---------- Excerpted data ----------

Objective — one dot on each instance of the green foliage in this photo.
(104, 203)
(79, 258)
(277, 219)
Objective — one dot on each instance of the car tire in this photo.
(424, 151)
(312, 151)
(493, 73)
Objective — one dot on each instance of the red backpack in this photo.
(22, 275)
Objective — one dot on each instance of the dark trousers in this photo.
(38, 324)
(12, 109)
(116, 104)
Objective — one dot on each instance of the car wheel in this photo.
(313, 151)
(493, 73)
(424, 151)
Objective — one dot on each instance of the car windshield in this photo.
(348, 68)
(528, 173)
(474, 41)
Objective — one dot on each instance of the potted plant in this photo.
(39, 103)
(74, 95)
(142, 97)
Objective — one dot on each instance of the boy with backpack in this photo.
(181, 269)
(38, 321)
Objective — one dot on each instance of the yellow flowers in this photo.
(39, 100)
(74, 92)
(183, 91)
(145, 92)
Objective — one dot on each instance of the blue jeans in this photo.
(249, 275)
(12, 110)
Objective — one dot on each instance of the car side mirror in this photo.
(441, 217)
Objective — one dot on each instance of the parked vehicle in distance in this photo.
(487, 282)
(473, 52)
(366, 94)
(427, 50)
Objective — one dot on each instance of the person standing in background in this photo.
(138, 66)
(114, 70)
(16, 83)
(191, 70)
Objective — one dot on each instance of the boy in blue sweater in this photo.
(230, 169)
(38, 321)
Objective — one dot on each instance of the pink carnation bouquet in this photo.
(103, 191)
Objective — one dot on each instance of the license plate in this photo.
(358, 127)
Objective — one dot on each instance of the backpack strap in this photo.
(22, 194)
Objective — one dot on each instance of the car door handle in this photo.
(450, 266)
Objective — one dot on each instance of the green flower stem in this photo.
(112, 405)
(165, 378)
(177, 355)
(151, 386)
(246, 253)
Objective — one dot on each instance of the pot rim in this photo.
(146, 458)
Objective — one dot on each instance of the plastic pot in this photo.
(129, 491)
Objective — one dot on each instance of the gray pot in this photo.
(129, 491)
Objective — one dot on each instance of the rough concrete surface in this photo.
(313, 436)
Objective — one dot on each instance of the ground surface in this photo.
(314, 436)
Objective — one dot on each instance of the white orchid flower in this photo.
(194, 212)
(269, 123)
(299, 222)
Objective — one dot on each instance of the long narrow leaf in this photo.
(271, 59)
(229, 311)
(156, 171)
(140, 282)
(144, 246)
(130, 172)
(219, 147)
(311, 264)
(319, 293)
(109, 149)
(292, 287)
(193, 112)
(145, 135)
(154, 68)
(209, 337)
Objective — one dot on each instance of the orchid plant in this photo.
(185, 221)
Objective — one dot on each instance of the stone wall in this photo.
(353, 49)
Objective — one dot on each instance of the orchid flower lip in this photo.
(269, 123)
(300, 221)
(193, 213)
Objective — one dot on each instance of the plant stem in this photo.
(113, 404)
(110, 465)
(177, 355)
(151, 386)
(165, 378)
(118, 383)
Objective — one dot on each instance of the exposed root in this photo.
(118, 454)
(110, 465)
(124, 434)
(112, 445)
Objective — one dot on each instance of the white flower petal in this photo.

----------

Goal → Reproduce the items above with "Objective" replaced by "Task" throughout, leaving everything else unchanged.

Complete answer →
Task — one dot on each instance of the green foliage in this photo.
(104, 203)
(79, 258)
(277, 219)
Task — one dot on each instance of the car tire in this photo.
(424, 151)
(312, 151)
(493, 73)
Task — one dot on each instance of the red backpack in this photo.
(22, 275)
Task — one dot on each instance of the dark trousers in this photo.
(38, 324)
(12, 109)
(116, 104)
Task — one dot on each instance of the car wheel in this photo.
(313, 151)
(493, 73)
(424, 151)
Task — one dot on each instance of the car windshield in this photo.
(348, 68)
(528, 173)
(474, 41)
Task — one dot on each instance of the potted plant in this photo.
(39, 103)
(74, 95)
(142, 97)
Task — one dot on each instance of the boy with backpack in this photo.
(181, 269)
(38, 321)
Task — one dot on each instance of the yellow flowers in this photo.
(39, 100)
(74, 92)
(183, 91)
(145, 92)
Task — one dot on each instance of the blue jeans in this photo.
(249, 275)
(12, 110)
Task — one dot on each instance of the car side mirror in this photo.
(441, 217)
Task — one dot on each instance of the parked vehicle in distance in this photo.
(487, 282)
(473, 52)
(366, 94)
(427, 50)
Task — one dot on each instance of the person standing in background in this photo.
(138, 66)
(114, 70)
(16, 83)
(191, 70)
Task — one dot on each instance of the boy in blue sweater in this photo.
(230, 169)
(38, 321)
Task — one dot on each instance of the pink carnation bouquet in this photo.
(103, 191)
Task — one dot on each instance of the license plate in this photo.
(358, 127)
Task — one dot on each instance of the backpack strap in this photo.
(22, 194)
Task — one dot on each instance of the car door handle in this photo.
(450, 266)
Task — one dot on each instance of the green flower stem in this photo.
(112, 405)
(165, 378)
(177, 355)
(151, 386)
(246, 253)
Task — one dot on each instance of the pot rim in this photo.
(146, 458)
Task — one dot on each instance of the plastic pot in this photo.
(129, 491)
Task — one dot on each instance of the gray pot in this photo.
(129, 491)
Task — one dot on each instance of the rough concrete surface in this photo.
(313, 436)
Task — one dot on each instance of the ground surface in this photo.
(314, 436)
Task — one dot on each instance of the white orchid flower in this photo.
(194, 212)
(269, 123)
(299, 222)
Task — one dot on each instance of the long narrow leaf in this photo.
(271, 59)
(229, 311)
(156, 171)
(140, 282)
(144, 246)
(130, 172)
(219, 147)
(311, 264)
(319, 293)
(109, 149)
(292, 287)
(193, 112)
(145, 135)
(154, 68)
(209, 337)
Task — one dot on each instance of the orchid plant in this photo.
(185, 221)
Task — one dot on each instance of the stone wall in this photo.
(353, 49)
Task — one dot on each instance of the orchid flower lip in this photo.
(269, 123)
(300, 221)
(193, 213)
Task — one dot on each instance of the plant stem in this photo.
(113, 404)
(110, 465)
(177, 355)
(151, 386)
(165, 378)
(118, 383)
Task — one dot on each instance of the exposed root in this photo.
(118, 454)
(110, 465)
(124, 434)
(112, 445)
Task — one dot on each instance of the white flower petal in this photo.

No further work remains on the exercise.